**TASK ITEM:** Where in the data does the word "between" appear? Find those lines and copy them.

**MATERIAL FOR THIS TASK:**
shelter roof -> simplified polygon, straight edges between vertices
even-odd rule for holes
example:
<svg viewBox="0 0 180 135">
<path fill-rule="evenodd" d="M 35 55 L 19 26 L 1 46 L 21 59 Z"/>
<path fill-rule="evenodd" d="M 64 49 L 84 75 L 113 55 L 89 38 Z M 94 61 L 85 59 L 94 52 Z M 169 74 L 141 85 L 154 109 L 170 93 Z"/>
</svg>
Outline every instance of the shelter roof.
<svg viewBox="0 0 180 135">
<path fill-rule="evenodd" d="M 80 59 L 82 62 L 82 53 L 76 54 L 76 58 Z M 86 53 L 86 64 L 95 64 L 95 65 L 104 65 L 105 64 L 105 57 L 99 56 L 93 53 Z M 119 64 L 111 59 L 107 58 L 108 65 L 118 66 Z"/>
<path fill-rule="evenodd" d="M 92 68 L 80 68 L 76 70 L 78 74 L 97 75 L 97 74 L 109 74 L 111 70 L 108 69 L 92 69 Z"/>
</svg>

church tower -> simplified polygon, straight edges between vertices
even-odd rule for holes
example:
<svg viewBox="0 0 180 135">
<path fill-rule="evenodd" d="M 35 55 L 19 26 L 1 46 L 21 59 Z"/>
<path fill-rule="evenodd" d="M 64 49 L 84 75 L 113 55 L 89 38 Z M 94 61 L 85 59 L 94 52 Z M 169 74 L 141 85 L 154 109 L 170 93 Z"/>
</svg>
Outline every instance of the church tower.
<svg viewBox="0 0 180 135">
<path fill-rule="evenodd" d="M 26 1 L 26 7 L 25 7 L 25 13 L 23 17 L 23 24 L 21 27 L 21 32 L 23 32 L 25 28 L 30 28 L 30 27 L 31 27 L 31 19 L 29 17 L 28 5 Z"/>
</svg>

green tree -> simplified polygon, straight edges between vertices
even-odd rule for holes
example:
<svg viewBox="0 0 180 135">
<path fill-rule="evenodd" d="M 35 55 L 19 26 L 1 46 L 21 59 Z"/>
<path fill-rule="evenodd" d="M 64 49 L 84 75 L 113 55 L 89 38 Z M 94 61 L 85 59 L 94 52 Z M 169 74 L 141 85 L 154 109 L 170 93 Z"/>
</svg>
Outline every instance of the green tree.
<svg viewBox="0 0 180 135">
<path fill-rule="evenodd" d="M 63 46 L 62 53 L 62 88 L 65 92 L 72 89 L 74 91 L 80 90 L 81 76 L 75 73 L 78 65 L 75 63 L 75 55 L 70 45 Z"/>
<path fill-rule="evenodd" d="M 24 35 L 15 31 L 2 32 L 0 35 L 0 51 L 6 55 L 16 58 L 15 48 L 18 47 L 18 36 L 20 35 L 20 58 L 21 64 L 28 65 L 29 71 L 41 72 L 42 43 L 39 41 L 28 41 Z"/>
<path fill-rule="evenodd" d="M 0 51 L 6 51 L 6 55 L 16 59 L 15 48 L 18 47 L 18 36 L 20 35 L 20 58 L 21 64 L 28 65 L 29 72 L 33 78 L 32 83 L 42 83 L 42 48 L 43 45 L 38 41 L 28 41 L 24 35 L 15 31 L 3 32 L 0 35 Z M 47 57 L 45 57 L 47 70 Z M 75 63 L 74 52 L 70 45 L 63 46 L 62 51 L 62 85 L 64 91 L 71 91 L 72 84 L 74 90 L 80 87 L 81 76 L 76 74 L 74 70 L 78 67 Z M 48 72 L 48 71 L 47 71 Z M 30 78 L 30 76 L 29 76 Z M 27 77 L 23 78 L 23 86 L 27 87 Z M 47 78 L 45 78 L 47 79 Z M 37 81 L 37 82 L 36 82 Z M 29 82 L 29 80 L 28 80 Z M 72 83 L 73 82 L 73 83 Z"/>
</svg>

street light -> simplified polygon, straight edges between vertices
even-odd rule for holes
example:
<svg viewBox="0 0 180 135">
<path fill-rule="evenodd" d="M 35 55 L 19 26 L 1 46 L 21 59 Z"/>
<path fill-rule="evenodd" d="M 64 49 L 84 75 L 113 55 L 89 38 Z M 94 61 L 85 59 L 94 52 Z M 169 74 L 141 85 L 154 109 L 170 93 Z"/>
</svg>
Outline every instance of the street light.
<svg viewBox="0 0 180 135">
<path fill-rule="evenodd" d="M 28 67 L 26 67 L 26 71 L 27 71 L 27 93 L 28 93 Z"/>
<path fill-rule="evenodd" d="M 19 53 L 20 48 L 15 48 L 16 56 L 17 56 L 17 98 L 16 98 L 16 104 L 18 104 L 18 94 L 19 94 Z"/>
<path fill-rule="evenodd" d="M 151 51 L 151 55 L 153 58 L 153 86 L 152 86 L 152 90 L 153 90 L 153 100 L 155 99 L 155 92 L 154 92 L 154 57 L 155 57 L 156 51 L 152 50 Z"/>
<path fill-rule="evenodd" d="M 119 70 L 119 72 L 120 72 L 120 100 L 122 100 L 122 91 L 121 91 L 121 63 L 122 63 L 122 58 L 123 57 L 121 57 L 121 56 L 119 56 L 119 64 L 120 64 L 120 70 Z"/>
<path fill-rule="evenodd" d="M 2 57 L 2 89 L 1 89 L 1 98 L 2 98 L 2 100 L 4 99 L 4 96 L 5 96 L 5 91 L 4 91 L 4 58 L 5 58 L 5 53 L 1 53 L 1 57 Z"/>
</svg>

**RESPONSE TO THE EXERCISE:**
shelter roof -> simplified polygon, straight edges between vertices
church tower -> simplified polygon, straight edges between vertices
green tree -> simplified polygon, straight edges between vertices
street light -> simplified polygon, straight edges between vertices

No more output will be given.